“For the wages of sin is death, but the free gift of God is eternal life in Christ Jesus our Lord.” (Romans 6:23, ESV)

27/11/2022 – Evening Service: Three times you shall keep a feast to Me in the year

Bible Readings:

Exodus 12:1 – 28, 24:14 – 17, 34:18 – 24

Deuteronomy 16:1 – 17

Sermon Outline:

John 7:37–38 (NKJV)

37 On the last day, that great day of the feast, Jesus stood and cried out, saying, “If anyone thirsts, let him come to Me and drink. 38 He who believes in Me, as the Scripture has said, out of his heart will flow rivers of living water.”

1 Corinthians 5:7–8 (NKJV)

7 Therefore purge out the old leaven, that you may be a new lump, since you truly are unleavened. For indeed Christ, our Passover, was sacrificed for us. 8 Therefore let us keep the feast, not with old leaven, nor with the leaven of malice and wickedness, but with the unleavened bread of sincerity and truth.

1 – The feats of OT Israel during the three annual pilgrimages:

(1) Passover / Feast of Unleavened Bread

(2) Feast of Weeks (also known as “Feast of the Harvest”)

(3) Feast of Tabernacles / Booths (also known as “Feast of the Ingathering”)

━━━━━━

» Requirement 1:
Answer these about the sermon outline:
(a) What date is given for the evening service?
(b) Which passage from Deuteronomy is listed among the Bible readings?
(c) What other name is given for the Feast of Weeks?
The entries that follow are unrelated to the sermon outline.

━━━━━━

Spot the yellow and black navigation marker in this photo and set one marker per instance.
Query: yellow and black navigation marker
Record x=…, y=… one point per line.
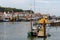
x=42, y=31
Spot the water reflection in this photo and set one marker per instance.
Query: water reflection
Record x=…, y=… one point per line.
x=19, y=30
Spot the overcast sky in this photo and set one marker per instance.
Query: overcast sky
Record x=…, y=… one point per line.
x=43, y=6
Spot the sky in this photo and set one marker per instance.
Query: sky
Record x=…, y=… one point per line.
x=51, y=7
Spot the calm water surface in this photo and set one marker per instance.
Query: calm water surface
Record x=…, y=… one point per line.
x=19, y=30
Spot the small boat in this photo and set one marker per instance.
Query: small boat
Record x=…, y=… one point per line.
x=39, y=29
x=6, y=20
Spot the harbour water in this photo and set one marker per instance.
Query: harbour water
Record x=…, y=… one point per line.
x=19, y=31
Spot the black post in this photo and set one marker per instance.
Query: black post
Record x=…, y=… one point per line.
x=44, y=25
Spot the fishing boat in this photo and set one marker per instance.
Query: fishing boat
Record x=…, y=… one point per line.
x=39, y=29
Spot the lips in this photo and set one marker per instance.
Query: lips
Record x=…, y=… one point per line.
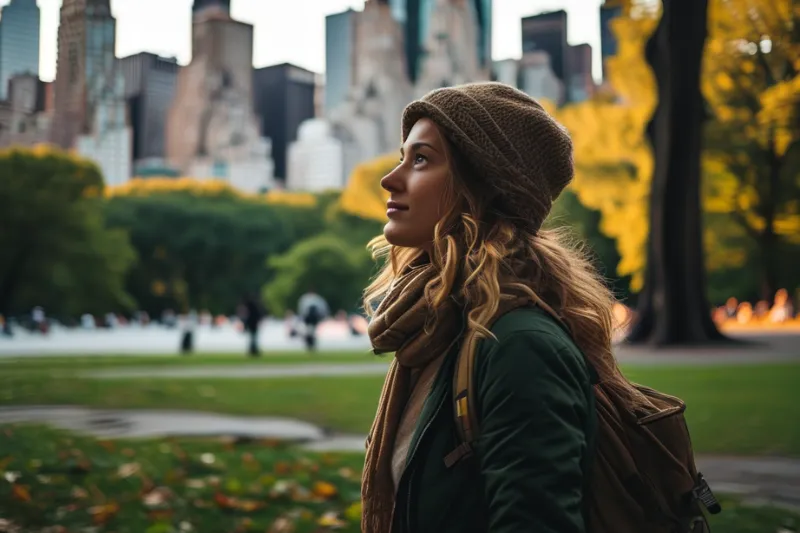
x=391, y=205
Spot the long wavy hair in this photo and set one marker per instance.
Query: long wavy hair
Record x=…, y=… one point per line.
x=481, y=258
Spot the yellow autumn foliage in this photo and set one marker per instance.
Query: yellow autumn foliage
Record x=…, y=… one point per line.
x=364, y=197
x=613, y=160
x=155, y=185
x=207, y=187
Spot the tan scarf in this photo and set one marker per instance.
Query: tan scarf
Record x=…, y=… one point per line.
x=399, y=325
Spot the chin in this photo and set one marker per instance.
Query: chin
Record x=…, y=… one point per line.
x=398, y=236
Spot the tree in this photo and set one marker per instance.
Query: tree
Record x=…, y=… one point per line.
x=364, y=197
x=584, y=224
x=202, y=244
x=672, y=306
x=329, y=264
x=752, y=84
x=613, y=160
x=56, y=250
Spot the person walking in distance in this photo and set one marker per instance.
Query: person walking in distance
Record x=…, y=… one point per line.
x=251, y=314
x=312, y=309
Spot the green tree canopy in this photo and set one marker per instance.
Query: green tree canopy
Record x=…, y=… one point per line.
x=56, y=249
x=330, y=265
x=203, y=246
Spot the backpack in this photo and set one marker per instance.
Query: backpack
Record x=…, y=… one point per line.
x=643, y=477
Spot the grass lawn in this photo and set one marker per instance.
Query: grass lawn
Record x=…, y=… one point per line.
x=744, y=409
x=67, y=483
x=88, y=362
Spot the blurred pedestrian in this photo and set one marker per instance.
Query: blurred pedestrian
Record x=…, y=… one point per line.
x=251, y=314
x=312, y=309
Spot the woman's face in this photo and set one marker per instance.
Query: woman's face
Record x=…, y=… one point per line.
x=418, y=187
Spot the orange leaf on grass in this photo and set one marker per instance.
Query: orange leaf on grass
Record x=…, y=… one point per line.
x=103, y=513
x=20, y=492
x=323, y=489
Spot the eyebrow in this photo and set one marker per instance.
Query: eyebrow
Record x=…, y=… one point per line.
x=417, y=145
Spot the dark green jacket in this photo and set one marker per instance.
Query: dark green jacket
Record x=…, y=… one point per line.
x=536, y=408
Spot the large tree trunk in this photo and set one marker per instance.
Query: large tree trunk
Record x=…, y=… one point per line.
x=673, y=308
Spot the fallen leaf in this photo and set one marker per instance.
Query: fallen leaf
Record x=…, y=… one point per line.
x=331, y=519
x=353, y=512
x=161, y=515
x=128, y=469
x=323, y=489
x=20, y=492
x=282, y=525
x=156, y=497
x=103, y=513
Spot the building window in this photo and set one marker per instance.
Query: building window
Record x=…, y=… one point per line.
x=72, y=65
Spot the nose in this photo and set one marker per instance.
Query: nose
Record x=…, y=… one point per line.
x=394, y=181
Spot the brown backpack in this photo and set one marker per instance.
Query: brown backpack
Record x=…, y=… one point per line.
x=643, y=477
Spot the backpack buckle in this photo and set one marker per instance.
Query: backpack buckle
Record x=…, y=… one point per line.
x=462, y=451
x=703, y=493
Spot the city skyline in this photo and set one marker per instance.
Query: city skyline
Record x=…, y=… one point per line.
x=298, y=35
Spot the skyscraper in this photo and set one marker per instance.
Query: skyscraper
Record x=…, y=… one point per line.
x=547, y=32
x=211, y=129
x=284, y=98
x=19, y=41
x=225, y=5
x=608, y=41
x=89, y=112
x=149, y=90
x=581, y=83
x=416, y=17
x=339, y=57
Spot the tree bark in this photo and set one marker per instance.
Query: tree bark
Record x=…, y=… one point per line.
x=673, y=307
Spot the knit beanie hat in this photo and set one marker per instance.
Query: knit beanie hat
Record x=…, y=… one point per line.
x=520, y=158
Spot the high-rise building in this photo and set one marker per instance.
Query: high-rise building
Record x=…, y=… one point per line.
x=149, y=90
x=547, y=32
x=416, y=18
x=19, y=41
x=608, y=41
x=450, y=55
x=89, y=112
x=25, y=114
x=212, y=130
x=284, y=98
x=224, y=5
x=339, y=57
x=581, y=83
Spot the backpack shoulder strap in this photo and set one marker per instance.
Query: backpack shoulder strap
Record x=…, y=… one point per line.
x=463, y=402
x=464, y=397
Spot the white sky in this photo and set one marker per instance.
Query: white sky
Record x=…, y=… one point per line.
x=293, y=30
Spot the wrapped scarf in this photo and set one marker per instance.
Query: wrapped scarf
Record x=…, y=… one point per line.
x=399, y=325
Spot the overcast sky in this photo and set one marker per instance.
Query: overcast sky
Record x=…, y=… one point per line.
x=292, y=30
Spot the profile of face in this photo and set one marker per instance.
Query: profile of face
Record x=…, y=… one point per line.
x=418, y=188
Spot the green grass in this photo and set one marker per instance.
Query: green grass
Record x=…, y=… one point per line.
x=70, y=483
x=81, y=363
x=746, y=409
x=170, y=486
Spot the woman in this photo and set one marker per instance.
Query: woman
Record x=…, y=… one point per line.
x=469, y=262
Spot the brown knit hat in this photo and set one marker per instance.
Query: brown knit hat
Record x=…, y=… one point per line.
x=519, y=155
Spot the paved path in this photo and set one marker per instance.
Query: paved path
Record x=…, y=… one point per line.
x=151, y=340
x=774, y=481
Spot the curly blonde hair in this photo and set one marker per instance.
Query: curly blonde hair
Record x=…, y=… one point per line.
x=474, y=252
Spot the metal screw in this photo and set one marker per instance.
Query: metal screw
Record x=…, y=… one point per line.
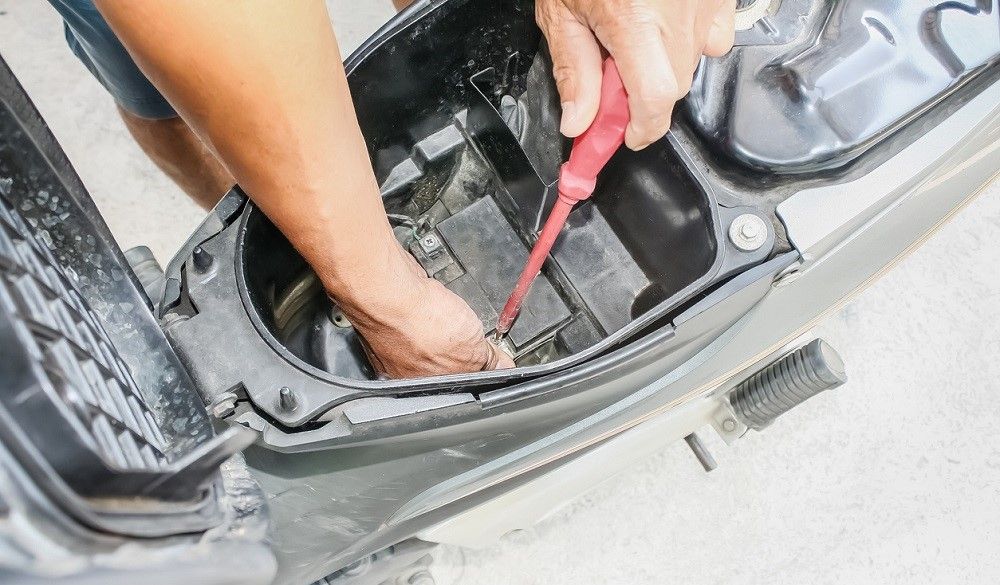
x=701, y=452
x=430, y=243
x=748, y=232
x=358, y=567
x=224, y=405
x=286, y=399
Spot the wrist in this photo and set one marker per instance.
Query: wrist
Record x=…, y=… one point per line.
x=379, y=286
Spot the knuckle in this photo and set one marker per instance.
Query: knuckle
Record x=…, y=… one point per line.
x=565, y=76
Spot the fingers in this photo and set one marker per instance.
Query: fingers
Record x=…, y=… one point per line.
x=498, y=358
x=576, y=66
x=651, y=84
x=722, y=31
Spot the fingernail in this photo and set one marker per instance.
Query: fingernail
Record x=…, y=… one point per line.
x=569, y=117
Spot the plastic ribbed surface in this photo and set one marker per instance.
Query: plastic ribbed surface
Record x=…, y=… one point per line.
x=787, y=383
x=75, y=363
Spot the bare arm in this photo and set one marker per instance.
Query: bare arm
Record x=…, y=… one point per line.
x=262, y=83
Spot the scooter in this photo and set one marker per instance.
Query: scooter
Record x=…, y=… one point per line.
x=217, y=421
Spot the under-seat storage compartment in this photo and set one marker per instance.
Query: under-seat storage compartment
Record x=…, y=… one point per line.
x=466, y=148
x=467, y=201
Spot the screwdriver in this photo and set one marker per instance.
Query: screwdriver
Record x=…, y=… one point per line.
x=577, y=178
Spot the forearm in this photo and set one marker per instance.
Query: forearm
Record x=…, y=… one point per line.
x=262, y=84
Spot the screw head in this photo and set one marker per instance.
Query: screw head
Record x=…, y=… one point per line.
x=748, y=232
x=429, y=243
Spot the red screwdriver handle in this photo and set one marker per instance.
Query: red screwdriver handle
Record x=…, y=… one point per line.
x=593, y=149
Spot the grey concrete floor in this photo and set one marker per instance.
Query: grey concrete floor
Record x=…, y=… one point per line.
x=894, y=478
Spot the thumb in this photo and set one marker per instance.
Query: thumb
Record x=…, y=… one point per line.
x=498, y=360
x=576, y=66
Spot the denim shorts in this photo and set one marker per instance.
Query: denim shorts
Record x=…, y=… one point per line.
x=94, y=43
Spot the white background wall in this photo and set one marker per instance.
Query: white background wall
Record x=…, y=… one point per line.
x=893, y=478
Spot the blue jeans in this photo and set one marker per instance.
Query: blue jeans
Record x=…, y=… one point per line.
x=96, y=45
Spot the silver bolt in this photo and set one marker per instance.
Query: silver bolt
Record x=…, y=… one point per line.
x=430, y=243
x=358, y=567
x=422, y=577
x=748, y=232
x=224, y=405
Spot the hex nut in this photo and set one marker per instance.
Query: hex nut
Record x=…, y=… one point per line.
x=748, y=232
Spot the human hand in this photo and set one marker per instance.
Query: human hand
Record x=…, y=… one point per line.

━━━━━━

» Requirement 2: Reproduce the entries, starting at the first one and stopping after the line that contains "x=398, y=236". Omit the pictures.

» Result 1:
(a) 27/11/2022
(b) Deuteronomy 16:1 – 17
(c) "Feast of the Harvest"

» Result 2:
Spot the yellow and black navigation marker in this photo and set one marker per instance.
Query: yellow and black navigation marker
Record x=…, y=… one point per line.
x=42, y=31
Spot the water reflection in this photo and set one marker per instance.
Query: water reflection
Record x=…, y=… one point per line.
x=19, y=30
Spot the overcast sky in this photo and set one marker per instance.
Query: overcast sky
Record x=…, y=… one point per line.
x=43, y=6
Spot the sky in this photo and set one marker per instance.
Query: sky
Record x=…, y=… one point per line.
x=51, y=7
Spot the calm water surface in this photo and set one marker per instance.
Query: calm water surface
Record x=…, y=… one point per line.
x=19, y=30
Spot the small boat in this photo and set one marker per instance.
Query: small boat
Record x=…, y=… one point per line.
x=39, y=29
x=6, y=20
Spot the harbour water in this photo and set one marker per instance.
Query: harbour water
Record x=…, y=… one point per line.
x=19, y=31
Spot the black post in this photo and set one marker per instance.
Query: black post
Record x=…, y=… one point per line.
x=44, y=25
Spot the fishing boat in this photo and set one marker per instance.
Query: fishing boat
Record x=…, y=… one point per line.
x=39, y=29
Spot the lips in this photo and set one marker per instance.
Query: lips
Record x=…, y=… one point per line.
x=391, y=205
Spot the long wavy hair in this photo and set one marker per instance.
Query: long wavy hair
Record x=…, y=… one point per line.
x=481, y=258
Spot the yellow autumn foliage in this photo and set one marker per instance.
Query: yellow autumn foliage
Record x=…, y=… one point per line.
x=364, y=197
x=613, y=160
x=155, y=185
x=207, y=187
Spot the tan scarf in this photo and set one marker per instance.
Query: tan scarf
Record x=…, y=… one point per line.
x=399, y=325
Spot the chin in this photo and set one marker per instance.
Query: chin
Record x=…, y=… one point per line.
x=398, y=236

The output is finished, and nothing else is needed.